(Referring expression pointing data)
· · · · · · ·
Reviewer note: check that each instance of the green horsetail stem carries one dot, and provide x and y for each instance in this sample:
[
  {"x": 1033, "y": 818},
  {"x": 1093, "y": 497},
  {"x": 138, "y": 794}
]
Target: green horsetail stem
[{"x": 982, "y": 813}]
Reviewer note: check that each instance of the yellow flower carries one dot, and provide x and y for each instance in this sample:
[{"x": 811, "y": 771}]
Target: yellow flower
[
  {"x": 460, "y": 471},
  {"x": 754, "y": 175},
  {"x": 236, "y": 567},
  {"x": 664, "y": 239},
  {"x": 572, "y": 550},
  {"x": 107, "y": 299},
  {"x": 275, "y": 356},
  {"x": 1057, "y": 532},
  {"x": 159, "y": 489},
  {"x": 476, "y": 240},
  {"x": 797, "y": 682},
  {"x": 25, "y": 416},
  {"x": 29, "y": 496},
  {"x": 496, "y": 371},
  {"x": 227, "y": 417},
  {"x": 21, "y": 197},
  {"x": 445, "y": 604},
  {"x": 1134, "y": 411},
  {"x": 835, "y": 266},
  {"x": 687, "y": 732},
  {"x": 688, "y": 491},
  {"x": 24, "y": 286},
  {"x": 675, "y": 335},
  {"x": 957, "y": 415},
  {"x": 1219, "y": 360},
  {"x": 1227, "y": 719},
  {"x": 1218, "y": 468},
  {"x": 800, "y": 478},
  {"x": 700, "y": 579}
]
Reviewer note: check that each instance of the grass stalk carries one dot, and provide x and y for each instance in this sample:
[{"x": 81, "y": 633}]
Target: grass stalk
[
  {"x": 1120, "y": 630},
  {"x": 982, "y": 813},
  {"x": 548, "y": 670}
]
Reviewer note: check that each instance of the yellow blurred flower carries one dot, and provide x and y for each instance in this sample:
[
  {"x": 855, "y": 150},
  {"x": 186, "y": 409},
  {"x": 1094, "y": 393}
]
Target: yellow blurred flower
· · · · · · ·
Which lines above hold the word "blurred"? Copy each of them.

Reviewer note: check that each instance of the yellow blurred flower carries one dot, and provide x and y for each instance in this sample:
Target: yellow blurred flower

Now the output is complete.